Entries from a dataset
──────────────────────────────
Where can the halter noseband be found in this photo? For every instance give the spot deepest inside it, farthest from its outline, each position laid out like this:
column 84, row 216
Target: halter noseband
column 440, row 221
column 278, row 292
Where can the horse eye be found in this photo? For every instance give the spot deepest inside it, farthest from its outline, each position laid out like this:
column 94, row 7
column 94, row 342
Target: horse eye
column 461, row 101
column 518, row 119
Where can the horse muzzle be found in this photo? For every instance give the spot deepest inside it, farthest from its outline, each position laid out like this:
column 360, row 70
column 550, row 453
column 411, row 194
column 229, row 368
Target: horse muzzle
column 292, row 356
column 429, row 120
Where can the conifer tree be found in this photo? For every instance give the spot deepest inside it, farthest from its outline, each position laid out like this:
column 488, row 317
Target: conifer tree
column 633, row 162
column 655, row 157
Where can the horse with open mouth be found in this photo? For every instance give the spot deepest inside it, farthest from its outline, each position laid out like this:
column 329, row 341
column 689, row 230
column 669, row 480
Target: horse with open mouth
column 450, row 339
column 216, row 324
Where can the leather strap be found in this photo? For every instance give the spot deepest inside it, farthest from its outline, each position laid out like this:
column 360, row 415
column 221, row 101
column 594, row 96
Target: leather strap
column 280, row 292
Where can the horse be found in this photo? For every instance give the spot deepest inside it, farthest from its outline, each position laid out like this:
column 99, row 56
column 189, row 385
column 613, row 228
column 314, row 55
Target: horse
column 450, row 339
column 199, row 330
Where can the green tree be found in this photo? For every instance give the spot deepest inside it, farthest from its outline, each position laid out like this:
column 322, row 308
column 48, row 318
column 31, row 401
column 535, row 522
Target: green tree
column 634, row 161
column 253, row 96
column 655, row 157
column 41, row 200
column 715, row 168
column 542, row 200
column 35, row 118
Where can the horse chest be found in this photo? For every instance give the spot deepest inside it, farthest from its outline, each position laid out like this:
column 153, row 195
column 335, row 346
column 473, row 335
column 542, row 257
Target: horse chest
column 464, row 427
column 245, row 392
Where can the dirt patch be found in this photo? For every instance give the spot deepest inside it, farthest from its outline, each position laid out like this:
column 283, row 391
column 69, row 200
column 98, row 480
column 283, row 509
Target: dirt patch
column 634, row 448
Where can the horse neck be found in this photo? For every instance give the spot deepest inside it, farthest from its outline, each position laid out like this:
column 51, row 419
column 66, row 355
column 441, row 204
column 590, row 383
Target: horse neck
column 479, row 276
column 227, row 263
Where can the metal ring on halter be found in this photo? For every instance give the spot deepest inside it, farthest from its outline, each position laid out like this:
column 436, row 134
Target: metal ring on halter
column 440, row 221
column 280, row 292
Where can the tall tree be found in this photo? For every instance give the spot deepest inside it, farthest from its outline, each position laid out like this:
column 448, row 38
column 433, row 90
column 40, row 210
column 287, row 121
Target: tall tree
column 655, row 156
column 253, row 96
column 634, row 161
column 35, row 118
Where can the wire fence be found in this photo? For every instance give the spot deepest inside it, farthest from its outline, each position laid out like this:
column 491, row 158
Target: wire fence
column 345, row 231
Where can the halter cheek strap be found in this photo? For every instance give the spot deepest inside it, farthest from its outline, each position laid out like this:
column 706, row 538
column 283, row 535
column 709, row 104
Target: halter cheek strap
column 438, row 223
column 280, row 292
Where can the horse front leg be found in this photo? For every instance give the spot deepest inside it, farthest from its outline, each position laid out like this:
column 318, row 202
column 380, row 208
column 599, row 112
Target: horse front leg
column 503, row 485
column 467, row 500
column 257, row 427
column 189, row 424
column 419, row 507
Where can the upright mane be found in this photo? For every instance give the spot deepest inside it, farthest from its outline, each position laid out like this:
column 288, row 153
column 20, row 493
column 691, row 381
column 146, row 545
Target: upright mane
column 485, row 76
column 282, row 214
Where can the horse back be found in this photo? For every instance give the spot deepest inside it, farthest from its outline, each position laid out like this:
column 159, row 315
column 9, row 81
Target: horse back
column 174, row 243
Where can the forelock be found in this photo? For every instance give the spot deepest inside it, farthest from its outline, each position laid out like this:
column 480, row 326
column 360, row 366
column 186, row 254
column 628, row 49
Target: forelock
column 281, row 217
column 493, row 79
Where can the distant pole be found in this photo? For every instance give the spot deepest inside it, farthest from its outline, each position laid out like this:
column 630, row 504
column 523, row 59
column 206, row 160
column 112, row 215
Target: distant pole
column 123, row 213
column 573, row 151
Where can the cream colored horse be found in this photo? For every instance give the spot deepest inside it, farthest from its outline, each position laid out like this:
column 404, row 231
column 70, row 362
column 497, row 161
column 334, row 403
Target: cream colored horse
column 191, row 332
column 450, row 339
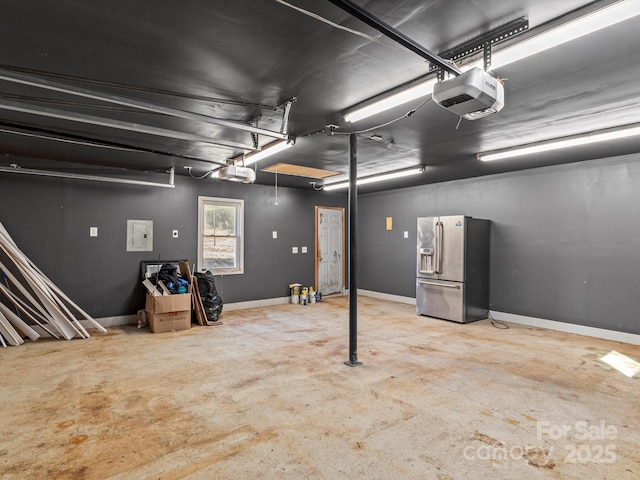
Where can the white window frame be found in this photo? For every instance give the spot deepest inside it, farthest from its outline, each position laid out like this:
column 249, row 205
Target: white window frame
column 239, row 206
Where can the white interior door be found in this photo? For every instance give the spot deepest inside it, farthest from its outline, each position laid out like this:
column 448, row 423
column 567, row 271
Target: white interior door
column 329, row 249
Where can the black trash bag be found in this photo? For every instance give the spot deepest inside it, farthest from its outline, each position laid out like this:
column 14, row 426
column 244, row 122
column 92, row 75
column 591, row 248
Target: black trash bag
column 211, row 301
column 168, row 273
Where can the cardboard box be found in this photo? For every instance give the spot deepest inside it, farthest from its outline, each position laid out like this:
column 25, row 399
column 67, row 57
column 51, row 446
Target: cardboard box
column 167, row 313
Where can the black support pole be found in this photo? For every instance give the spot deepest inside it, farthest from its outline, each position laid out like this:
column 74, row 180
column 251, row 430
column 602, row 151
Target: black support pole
column 353, row 287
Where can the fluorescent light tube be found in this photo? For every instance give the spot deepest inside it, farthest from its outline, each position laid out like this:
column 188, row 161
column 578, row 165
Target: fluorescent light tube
column 375, row 178
column 553, row 37
column 577, row 140
column 385, row 103
column 266, row 151
column 566, row 32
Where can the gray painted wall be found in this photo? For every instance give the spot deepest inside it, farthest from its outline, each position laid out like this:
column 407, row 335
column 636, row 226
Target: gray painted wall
column 565, row 240
column 49, row 219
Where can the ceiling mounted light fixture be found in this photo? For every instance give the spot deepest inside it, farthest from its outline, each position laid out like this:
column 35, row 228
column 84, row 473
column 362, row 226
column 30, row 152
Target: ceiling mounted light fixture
column 556, row 144
column 268, row 150
column 400, row 96
column 566, row 32
column 376, row 178
column 591, row 22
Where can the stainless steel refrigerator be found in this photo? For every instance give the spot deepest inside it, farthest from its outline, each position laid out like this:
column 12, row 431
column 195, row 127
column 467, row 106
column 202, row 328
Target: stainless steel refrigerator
column 453, row 268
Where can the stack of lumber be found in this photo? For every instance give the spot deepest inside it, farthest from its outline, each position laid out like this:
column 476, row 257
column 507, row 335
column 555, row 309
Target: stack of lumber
column 36, row 301
column 198, row 308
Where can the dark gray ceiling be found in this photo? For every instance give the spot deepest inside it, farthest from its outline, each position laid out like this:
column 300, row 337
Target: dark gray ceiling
column 255, row 54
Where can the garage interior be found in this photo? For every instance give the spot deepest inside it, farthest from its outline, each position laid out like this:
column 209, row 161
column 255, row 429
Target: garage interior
column 119, row 112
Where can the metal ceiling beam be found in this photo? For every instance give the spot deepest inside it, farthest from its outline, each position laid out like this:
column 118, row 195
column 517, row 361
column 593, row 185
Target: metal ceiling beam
column 117, row 124
column 87, row 142
column 32, row 81
column 395, row 35
column 95, row 178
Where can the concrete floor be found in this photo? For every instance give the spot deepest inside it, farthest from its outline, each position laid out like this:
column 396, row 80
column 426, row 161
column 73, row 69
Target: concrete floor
column 266, row 395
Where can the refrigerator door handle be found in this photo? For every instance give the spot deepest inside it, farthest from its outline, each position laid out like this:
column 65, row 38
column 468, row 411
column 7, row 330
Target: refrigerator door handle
column 439, row 235
column 446, row 285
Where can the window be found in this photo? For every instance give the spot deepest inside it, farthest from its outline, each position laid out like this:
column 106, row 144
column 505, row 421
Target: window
column 220, row 235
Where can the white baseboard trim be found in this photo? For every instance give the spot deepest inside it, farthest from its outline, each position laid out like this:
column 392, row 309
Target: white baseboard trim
column 603, row 333
column 387, row 296
column 631, row 338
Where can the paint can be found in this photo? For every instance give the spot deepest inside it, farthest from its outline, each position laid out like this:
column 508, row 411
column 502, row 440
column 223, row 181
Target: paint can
column 295, row 292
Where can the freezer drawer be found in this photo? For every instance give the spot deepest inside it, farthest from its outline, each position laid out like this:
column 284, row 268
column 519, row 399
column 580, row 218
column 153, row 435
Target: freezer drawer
column 440, row 299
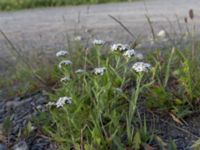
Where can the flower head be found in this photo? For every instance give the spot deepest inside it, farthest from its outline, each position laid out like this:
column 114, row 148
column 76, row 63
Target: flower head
column 129, row 53
column 120, row 47
column 64, row 62
column 64, row 79
column 98, row 42
column 139, row 56
column 161, row 34
column 78, row 38
column 99, row 71
column 49, row 104
column 141, row 67
column 62, row 53
column 62, row 101
column 79, row 71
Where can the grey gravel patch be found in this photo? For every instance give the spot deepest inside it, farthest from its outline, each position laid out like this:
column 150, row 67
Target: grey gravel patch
column 2, row 147
column 20, row 111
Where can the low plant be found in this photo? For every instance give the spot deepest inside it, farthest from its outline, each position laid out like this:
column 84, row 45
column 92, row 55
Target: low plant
column 101, row 101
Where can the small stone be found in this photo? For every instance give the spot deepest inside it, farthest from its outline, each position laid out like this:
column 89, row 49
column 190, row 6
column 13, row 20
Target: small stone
column 2, row 147
column 41, row 101
column 22, row 145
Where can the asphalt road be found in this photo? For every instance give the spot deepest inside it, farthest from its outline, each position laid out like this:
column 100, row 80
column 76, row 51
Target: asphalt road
column 44, row 28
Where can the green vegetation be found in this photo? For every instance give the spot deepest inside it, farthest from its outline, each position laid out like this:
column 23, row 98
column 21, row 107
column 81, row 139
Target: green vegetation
column 102, row 99
column 102, row 111
column 21, row 4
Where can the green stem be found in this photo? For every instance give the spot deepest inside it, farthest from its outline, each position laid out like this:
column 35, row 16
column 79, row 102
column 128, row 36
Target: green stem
column 133, row 105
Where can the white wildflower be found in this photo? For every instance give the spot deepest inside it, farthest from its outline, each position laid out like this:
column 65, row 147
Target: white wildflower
column 120, row 47
column 64, row 62
column 64, row 79
column 62, row 53
column 99, row 71
column 141, row 67
column 78, row 38
column 79, row 71
column 129, row 53
column 98, row 42
column 161, row 34
column 49, row 104
column 119, row 90
column 62, row 101
column 139, row 56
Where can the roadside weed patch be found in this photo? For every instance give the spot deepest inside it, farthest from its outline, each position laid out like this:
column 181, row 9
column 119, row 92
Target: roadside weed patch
column 22, row 4
column 103, row 101
column 104, row 89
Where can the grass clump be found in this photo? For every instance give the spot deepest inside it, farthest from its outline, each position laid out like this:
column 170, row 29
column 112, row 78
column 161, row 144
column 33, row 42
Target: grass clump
column 103, row 103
──────────────────────────────
* Exercise brief: Recast everything in the listing from the line containing "Where can the white window" down to the line containing "column 49, row 219", both included, as a Markdown table with the columns Row and Line, where Row numbers each line in order and Line holds its text. Leave out blank lines.

* Response:
| Row | Line |
|---|---|
| 1 | Where can the white window frame be found in this photo? For every instance give the spot deepest inside it, farthest from its outline, each position laid out like this: |
| 2 | column 249, row 205 |
| 3 | Target: white window frame |
| 4 | column 239, row 206 |
| 5 | Where can the white interior door be found in this photo? For every instance give the spot deepest inside it, farthest from its outline, each position laid out like this: |
| 6 | column 448, row 423 |
| 7 | column 567, row 271 |
| 8 | Target: white interior door |
| 9 | column 329, row 249 |
| 10 | Where can the black trash bag be found in this photo? For every instance give the spot deepest inside it, farthest from its outline, each position laid out like this: |
| 11 | column 14, row 426 |
| 12 | column 244, row 122 |
| 13 | column 92, row 75 |
| 14 | column 591, row 248 |
| 15 | Target: black trash bag |
| 16 | column 211, row 301 |
| 17 | column 168, row 273 |
| 18 | Where can the cardboard box be found in this photo? For every instance give the spot deepest inside it, farthest from its outline, each position laid out like this: |
| 19 | column 25, row 399 |
| 20 | column 67, row 57 |
| 21 | column 51, row 446 |
| 22 | Target: cardboard box |
| 23 | column 167, row 313 |
| 24 | Where can the black support pole be found in this photo? For every instance give the spot deepest inside it, farthest from its outline, each position laid out like this: |
| 25 | column 74, row 180 |
| 26 | column 251, row 430 |
| 27 | column 602, row 151 |
| 28 | Target: black support pole |
| 29 | column 353, row 287 |
| 30 | Where can the fluorescent light tube be found in this photo? For every instance give the spot deepest inside it, farthest from its outline, each position laid out like this: |
| 31 | column 188, row 161 |
| 32 | column 578, row 165 |
| 33 | Target: fluorescent light tube |
| 34 | column 375, row 178 |
| 35 | column 553, row 37 |
| 36 | column 577, row 140 |
| 37 | column 385, row 103 |
| 38 | column 266, row 151 |
| 39 | column 566, row 32 |
| 40 | Where can the gray painted wall be found in this photo? For every instance give the spot deepest inside it, farthest from its outline, each position laid out like this: |
| 41 | column 407, row 335 |
| 42 | column 636, row 226 |
| 43 | Target: gray painted wall |
| 44 | column 565, row 240 |
| 45 | column 49, row 219 |